### WHAT THE EXERCISE ASKS:
Reproduce word for word the stretch of the news item on PSU bank mergers from "Government approves mechanism" through "to be announced.".

### DOCUMENT EXTRACT:
Government approves mechanism for PSU bank mergers



Indian two thousand rupee banknotes (Photographer: Dhiraj Singh/Bloomberg)
Indian two thousand rupee banknotes (Photographer: Dhiraj Singh/Bloomberg)

The Union Cabinet on Wednesday gave its in-principle approval for the merger of state-owned banks. With this, the government seeks to consolidate 21 state-owned banks in the country. Details of the banks to be merged are yet to be announced.

The proposal to merge will come from respective PSU bank boards, Finance Minister Arun Jaitley told reporters during after the Cabinet meeting. A panel of ministers, whose members will be decided by the Prime Minister, will examine these consolidation plans. After an in-principle approval from this panel, banks will abide by Securities and Exchange Board of India and Reserve Bank of India regulations.

The alternative mechanism will help fast-track approvals, Jaitley said. The objective is to create strong entities and any decision regarding consolidation will be based on commercial feasibility, the finance minister added.

### DATA EXTRACT:
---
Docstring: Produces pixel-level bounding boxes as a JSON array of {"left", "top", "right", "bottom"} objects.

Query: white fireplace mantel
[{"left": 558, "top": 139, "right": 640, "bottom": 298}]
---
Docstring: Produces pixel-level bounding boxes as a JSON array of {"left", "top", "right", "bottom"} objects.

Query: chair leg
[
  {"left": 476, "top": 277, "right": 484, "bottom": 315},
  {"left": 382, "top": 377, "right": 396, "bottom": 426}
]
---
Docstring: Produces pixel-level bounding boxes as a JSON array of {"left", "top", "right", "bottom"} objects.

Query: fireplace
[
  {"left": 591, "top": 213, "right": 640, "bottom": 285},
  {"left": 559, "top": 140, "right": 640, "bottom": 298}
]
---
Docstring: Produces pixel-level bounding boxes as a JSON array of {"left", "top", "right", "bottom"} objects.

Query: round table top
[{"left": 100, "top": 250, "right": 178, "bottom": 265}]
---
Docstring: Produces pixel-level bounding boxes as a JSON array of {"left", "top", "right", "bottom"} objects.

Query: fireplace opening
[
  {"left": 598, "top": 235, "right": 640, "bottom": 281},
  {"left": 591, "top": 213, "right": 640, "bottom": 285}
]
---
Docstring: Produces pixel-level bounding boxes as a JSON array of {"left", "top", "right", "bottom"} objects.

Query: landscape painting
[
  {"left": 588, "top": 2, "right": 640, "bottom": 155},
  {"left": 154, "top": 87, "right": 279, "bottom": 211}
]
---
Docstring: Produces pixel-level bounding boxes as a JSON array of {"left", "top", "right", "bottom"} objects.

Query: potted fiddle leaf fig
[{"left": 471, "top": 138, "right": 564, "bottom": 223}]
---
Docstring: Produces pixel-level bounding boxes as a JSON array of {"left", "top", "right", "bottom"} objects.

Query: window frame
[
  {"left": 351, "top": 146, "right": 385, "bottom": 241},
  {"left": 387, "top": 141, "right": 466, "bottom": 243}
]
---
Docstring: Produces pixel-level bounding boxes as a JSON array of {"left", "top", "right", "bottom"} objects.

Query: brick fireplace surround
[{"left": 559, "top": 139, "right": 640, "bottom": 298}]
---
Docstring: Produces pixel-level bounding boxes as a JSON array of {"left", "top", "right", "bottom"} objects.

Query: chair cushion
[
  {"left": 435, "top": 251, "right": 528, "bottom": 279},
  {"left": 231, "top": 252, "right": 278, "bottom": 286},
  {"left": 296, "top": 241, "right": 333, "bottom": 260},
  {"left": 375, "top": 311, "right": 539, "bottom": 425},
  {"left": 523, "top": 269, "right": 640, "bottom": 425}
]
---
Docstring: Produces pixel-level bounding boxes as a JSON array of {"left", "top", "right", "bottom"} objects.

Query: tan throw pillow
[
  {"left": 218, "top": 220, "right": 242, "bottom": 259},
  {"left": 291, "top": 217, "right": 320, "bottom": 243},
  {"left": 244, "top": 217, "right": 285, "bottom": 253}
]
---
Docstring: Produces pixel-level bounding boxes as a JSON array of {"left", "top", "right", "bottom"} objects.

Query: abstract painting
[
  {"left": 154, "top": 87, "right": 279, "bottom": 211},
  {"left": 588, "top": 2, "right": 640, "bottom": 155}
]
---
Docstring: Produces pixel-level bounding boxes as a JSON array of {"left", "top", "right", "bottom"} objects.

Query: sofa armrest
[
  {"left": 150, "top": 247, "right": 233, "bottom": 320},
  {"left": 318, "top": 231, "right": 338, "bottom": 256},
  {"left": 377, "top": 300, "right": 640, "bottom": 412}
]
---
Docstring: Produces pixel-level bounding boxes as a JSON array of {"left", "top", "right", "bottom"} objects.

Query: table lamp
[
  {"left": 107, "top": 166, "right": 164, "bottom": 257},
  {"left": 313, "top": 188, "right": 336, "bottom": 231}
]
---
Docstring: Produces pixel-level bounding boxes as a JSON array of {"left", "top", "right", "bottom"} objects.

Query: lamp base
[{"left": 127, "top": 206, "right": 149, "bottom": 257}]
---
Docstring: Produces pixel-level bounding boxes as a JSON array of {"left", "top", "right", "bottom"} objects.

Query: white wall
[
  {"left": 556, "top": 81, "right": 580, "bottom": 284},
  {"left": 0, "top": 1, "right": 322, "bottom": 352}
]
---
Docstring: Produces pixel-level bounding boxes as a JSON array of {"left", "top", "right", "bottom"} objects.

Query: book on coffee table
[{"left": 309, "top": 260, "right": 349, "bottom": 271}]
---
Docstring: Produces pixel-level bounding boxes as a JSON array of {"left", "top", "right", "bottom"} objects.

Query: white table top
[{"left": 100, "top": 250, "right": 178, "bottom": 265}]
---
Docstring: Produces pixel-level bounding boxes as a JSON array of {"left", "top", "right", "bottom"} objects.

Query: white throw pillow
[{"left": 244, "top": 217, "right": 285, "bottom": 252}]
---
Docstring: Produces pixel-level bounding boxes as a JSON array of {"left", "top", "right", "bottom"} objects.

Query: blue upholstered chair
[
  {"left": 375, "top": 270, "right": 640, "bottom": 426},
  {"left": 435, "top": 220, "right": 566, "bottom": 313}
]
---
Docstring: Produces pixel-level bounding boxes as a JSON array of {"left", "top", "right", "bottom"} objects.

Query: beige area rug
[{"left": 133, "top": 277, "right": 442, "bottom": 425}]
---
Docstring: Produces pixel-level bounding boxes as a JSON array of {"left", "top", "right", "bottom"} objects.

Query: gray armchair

### THE RESULT:
Government approves mechanism for PSU bank mergers



Indian two thousand rupee banknotes (Photographer: Dhiraj Singh/Bloomberg)
Indian two thousand rupee banknotes (Photographer: Dhiraj Singh/Bloomberg)

The Union Cabinet on Wednesday gave its in-principle approval for the merger of state-owned banks. With this, the government seeks to consolidate 21 state-owned banks in the country. Details of the banks to be merged are yet to be announced.